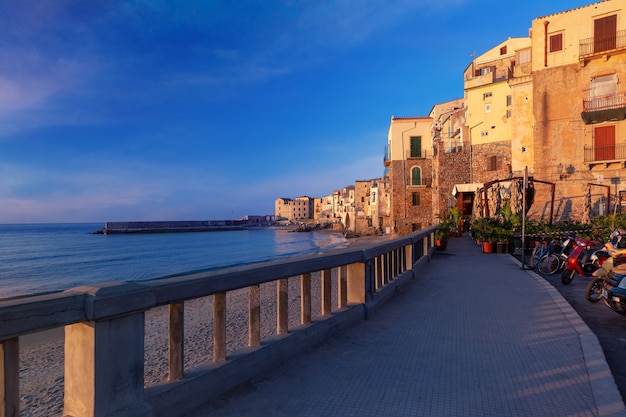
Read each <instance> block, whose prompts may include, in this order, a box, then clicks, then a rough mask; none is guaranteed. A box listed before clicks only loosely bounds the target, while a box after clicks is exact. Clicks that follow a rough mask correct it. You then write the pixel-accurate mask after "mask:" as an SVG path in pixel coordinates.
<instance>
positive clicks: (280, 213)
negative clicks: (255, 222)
mask: <svg viewBox="0 0 626 417" xmlns="http://www.w3.org/2000/svg"><path fill="white" fill-rule="evenodd" d="M314 203H315V199H313V198H311V197H307V196H302V197H297V198H296V199H291V198H284V197H281V198H277V199H276V200H275V201H274V216H275V218H276V221H281V220H289V221H303V220H309V219H313V215H314V213H315V205H314Z"/></svg>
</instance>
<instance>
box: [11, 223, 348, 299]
mask: <svg viewBox="0 0 626 417" xmlns="http://www.w3.org/2000/svg"><path fill="white" fill-rule="evenodd" d="M102 226H103V224H102V223H91V224H87V223H82V224H31V225H0V299H2V298H7V297H14V296H20V295H27V294H34V293H44V292H50V291H62V290H66V289H68V288H72V287H75V286H78V285H84V284H88V283H94V282H104V281H145V280H149V279H154V278H159V277H164V276H168V275H174V274H181V273H188V272H196V271H205V270H211V269H216V268H222V267H228V266H234V265H242V264H250V263H254V262H261V261H267V260H271V259H279V258H284V257H288V256H293V255H298V254H305V253H312V252H316V251H319V250H320V249H322V248H330V247H340V246H342V245H345V243H346V241H345V239H344V238H343V236H341V235H338V234H334V233H324V232H311V233H291V232H289V231H288V230H281V229H266V228H258V229H251V230H245V231H229V232H204V233H168V234H131V235H94V234H92V232H94V231H96V230H99V229H101V228H102Z"/></svg>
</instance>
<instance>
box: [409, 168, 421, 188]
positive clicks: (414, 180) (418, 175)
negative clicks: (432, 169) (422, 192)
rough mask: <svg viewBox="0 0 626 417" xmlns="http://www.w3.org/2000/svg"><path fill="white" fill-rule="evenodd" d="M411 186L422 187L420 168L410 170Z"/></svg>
mask: <svg viewBox="0 0 626 417" xmlns="http://www.w3.org/2000/svg"><path fill="white" fill-rule="evenodd" d="M411 185H422V170H421V168H420V167H413V168H411Z"/></svg>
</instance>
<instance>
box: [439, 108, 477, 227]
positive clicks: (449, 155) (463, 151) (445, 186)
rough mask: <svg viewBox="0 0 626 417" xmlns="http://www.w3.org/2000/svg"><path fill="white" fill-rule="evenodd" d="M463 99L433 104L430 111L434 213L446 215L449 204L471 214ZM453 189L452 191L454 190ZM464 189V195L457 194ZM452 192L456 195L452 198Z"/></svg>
mask: <svg viewBox="0 0 626 417" xmlns="http://www.w3.org/2000/svg"><path fill="white" fill-rule="evenodd" d="M466 113H467V108H466V107H465V101H464V99H456V100H451V101H448V102H445V103H440V104H436V105H434V106H433V108H432V109H431V111H430V117H431V118H432V119H433V123H432V129H431V135H432V147H433V154H434V158H433V182H432V191H433V213H434V214H435V216H437V215H441V216H445V215H446V213H447V212H448V211H449V209H450V208H451V207H457V208H459V210H460V211H461V213H462V214H465V215H470V214H471V209H472V204H473V198H474V192H475V191H476V187H472V186H467V187H462V186H461V185H462V184H469V183H470V177H469V172H470V169H469V167H470V155H471V153H470V147H469V140H468V130H467V123H466V120H465V116H466ZM453 192H454V194H453ZM459 193H465V195H458V194H459ZM455 195H458V201H457V198H455Z"/></svg>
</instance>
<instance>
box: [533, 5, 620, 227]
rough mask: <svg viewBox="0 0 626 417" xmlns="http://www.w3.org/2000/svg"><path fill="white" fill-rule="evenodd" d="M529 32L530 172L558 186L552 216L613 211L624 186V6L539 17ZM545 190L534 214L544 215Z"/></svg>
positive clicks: (533, 24)
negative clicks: (529, 93) (611, 203)
mask: <svg viewBox="0 0 626 417" xmlns="http://www.w3.org/2000/svg"><path fill="white" fill-rule="evenodd" d="M531 33H532V85H533V99H534V100H533V118H534V125H533V126H534V129H533V132H534V134H533V147H534V149H533V154H534V164H532V166H531V171H532V173H533V175H534V177H535V178H541V179H546V180H549V181H553V182H555V183H556V184H557V186H556V196H555V197H556V198H555V200H556V210H555V215H554V216H555V219H554V220H561V219H570V218H574V219H585V218H586V217H588V215H589V213H588V212H586V209H585V206H586V205H590V206H591V207H590V209H589V211H590V212H591V214H592V215H594V214H604V213H607V212H608V210H609V209H610V206H611V204H610V203H609V202H608V201H607V197H606V196H607V195H612V198H613V201H615V200H616V198H615V197H619V196H620V194H621V195H624V190H626V169H625V165H626V152H625V151H626V122H625V121H624V119H625V117H626V89H625V88H624V87H623V80H626V3H624V2H621V1H616V0H609V1H603V2H599V3H594V4H590V5H588V6H584V7H579V8H576V9H572V10H568V11H564V12H561V13H556V14H553V15H550V16H544V17H539V18H536V19H534V20H533V22H532V28H531ZM543 194H544V193H541V194H538V201H537V203H538V204H537V206H536V207H533V210H534V213H533V214H535V215H536V216H540V217H543V218H545V215H544V213H543V212H544V209H543V207H544V206H545V205H546V204H547V201H546V199H545V198H543V197H544V195H543Z"/></svg>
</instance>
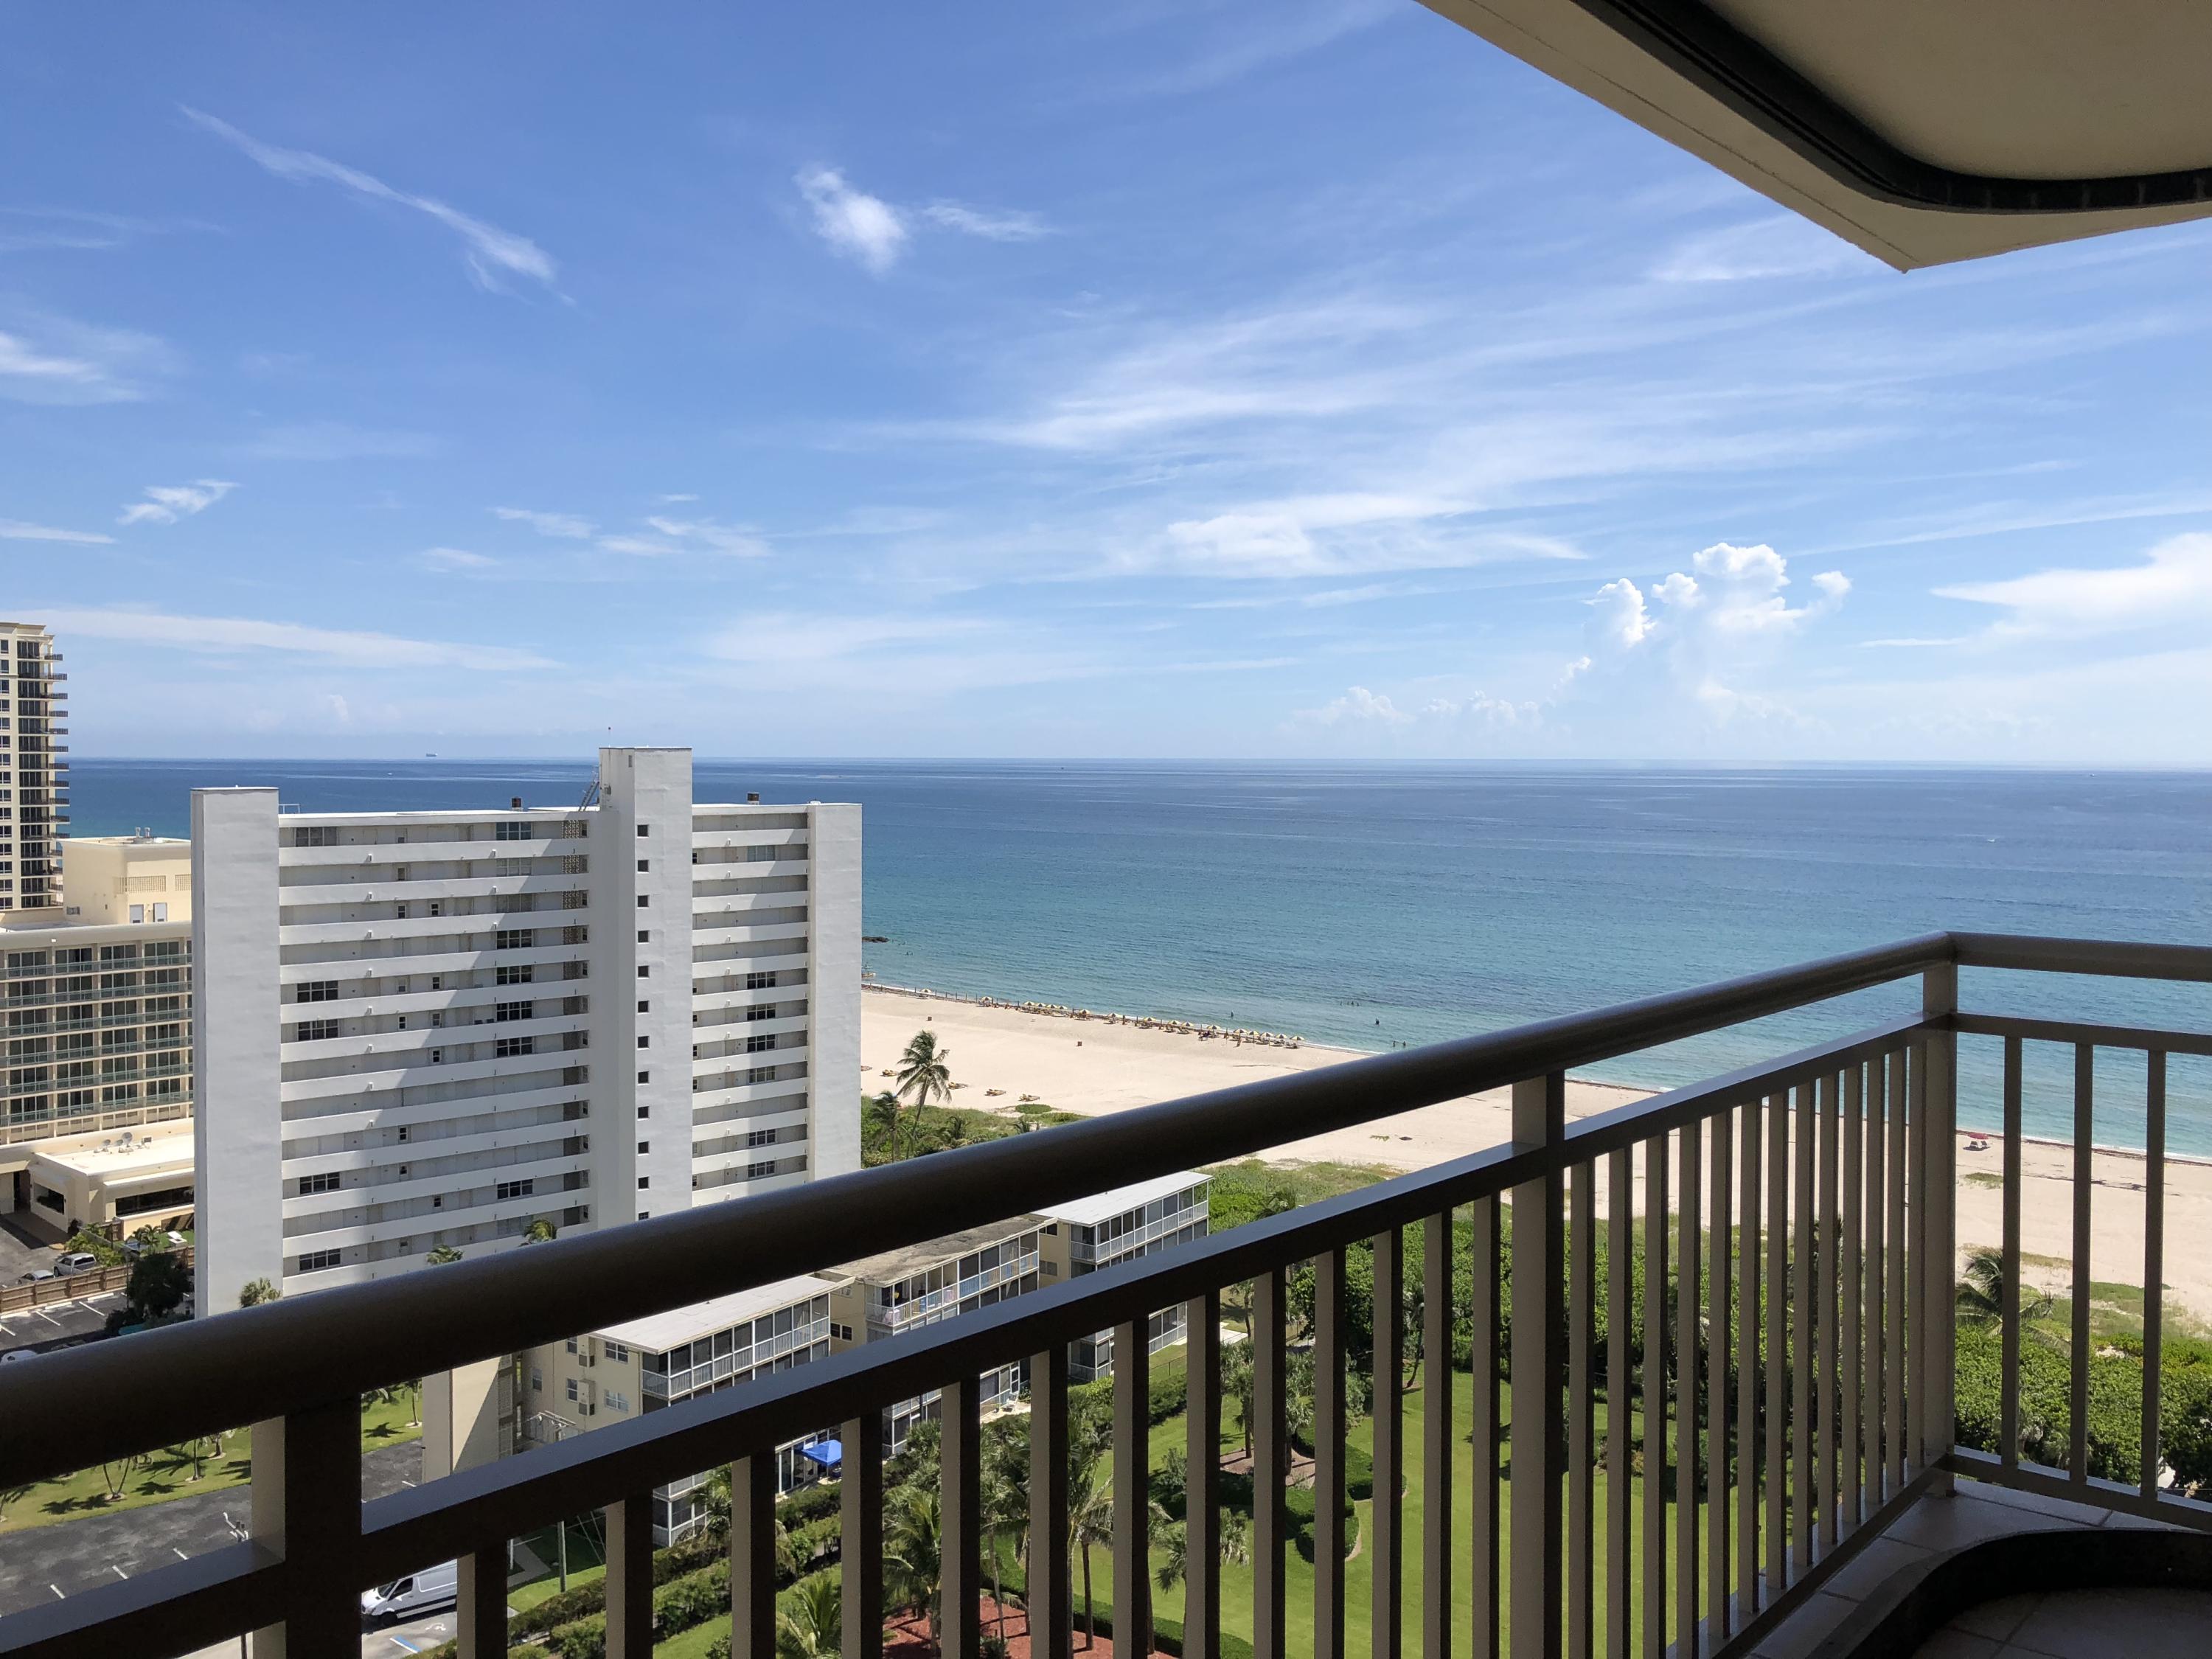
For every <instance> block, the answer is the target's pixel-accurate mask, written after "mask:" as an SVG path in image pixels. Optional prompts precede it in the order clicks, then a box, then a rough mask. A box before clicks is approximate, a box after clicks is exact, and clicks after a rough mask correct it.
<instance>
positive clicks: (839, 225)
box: [799, 166, 907, 276]
mask: <svg viewBox="0 0 2212 1659" xmlns="http://www.w3.org/2000/svg"><path fill="white" fill-rule="evenodd" d="M799 195H803V197H805V199H807V206H810V208H812V210H814V234H818V237H821V239H823V241H827V243H830V246H832V248H834V250H836V252H841V254H845V257H847V259H858V261H860V263H863V265H867V268H869V270H872V272H876V274H878V276H883V274H885V272H887V270H889V268H891V265H896V263H898V257H900V254H902V252H905V248H907V223H905V219H900V215H898V210H896V208H894V206H891V204H889V201H885V199H883V197H872V195H867V190H856V188H852V186H849V184H845V175H843V173H838V170H836V168H823V166H814V168H805V170H803V173H801V175H799Z"/></svg>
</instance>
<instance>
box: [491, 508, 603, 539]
mask: <svg viewBox="0 0 2212 1659" xmlns="http://www.w3.org/2000/svg"><path fill="white" fill-rule="evenodd" d="M491 515H493V518H504V520H507V522H509V524H529V526H531V529H533V531H538V533H540V535H555V538H560V540H566V542H588V540H591V538H593V533H595V531H597V529H599V526H597V524H593V522H591V520H588V518H584V515H580V513H533V511H531V509H529V507H493V509H491Z"/></svg>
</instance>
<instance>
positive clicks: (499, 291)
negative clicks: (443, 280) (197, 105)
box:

##############################

*Exercise details*.
Which lines above hold the string "positive"? Please copy all of them.

*Response for this exercise*.
positive clicks: (280, 213)
positive clicks: (414, 180) (418, 175)
positive clicks: (449, 155) (463, 151) (445, 186)
positive clicks: (533, 24)
positive clicks: (839, 225)
positive clicks: (499, 291)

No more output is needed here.